━━ 本文抜粋

レストラン従業員のマナーやルールには厳しい人だ。トランプ前大統領のようなマスク反対派ではなく、これまでは従業員のマスク着用は必要と考えていた。しかし、「マスク疲れ」がプロの彼を襲っている。
2020年春、世界最大の新型コロナウイルス感染爆発地となったニューヨーク。日本からの旅行客は「マスクの人が少ない」と驚くが、実はマスク事情はいまだに紆余(うよ)曲折している。
■一時期はマスク復活も
直近の変化は、昨年12月のクリスマス休暇前に起きた。夏の終わりから落ち着いていた感染者数が増加し始め、休暇中には1日の感染者が10万人を超える日もあった。ニューヨークの地下鉄では、乗客のほとんどがマスクをしていなかった状態から一変して半分ほどがマスクを着用するようになった。N95など高性能マスクをしている人も久しぶりに見かけた。
クリスマスは米国最大の帰省シーズンで、全米自動車協会によると、80キロ以上旅する米国人が約1億1300万人と見込まれていた。実に人口の3分の1が移動することになる。家族との再会を前に感染を警戒し、閑古鳥が鳴いていた無料の検査テントに人が並ぶ風景も復活した。

━━━━

ニューヨークのマスク事情の文章を、最後の文の後から書き継いでください。 この後の行は、ニューヨークのマスク事情の文章とは別の出典から取られています。

━━ データセット行

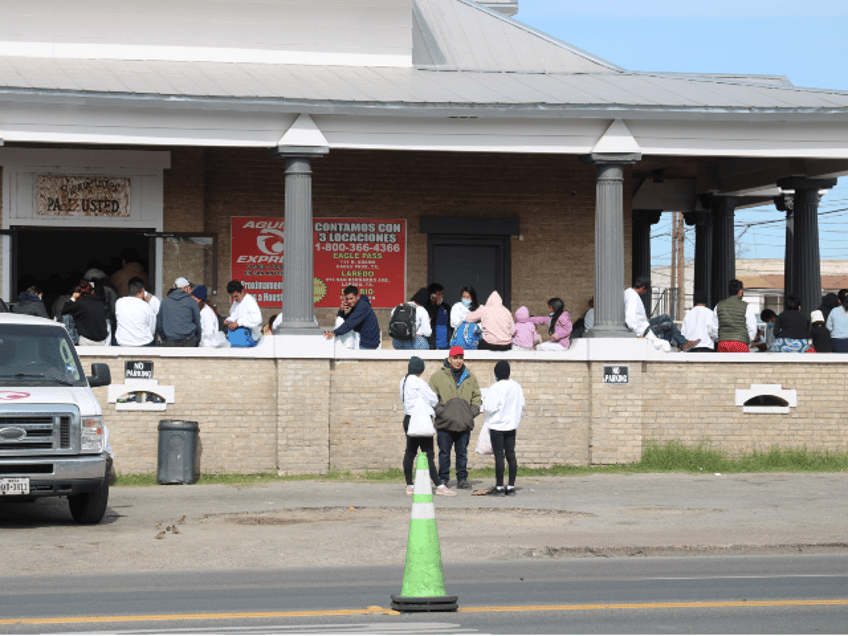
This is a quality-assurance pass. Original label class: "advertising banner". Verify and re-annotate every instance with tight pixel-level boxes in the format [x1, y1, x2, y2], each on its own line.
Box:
[231, 217, 406, 308]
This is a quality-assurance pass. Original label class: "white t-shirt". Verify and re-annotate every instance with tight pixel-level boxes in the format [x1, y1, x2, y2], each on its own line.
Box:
[624, 287, 651, 336]
[227, 294, 262, 340]
[398, 372, 439, 415]
[483, 380, 524, 431]
[115, 296, 156, 347]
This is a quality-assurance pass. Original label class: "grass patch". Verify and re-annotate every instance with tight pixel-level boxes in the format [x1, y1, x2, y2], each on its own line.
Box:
[115, 441, 848, 487]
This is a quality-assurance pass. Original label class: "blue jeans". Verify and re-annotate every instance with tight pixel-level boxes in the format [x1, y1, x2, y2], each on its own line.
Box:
[643, 314, 686, 348]
[436, 431, 471, 484]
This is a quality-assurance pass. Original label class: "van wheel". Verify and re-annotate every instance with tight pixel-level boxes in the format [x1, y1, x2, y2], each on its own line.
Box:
[68, 479, 109, 524]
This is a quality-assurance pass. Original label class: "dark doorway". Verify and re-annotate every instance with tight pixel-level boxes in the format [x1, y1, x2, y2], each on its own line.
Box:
[428, 234, 511, 307]
[9, 227, 153, 312]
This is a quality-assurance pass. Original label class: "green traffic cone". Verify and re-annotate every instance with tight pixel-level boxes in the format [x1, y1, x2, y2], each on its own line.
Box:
[392, 453, 458, 612]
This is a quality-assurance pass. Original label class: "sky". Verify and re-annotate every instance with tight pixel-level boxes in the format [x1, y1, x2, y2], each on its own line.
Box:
[515, 0, 848, 267]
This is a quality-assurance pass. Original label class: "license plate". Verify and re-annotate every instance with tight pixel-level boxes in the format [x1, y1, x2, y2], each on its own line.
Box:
[0, 477, 29, 495]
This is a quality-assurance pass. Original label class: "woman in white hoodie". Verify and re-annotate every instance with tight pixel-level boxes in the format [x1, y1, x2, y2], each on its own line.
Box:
[483, 360, 524, 497]
[400, 356, 456, 497]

━━━━

### 課題への回答
一方、パンデミックとなって3年目の今年冬、米国は過去2年と異なる危機にも襲われている。インフルエンザとRSウイルス感染症(RSV)の流行だ。会議などでせき込んでいる人が「ソーリー、RSVが長引いていて」と、新型コロナではないことを出席者に断っている姿を見ることもある。
英紙ガーディアンによると、米国の新型コロナ感染件数の4割が、感染力が極めて強いオミクロン株の亜系統「XBB.1.5」によるものだ。特に北東部では、12月25日から1週間の感染件数の75%以上を占めた。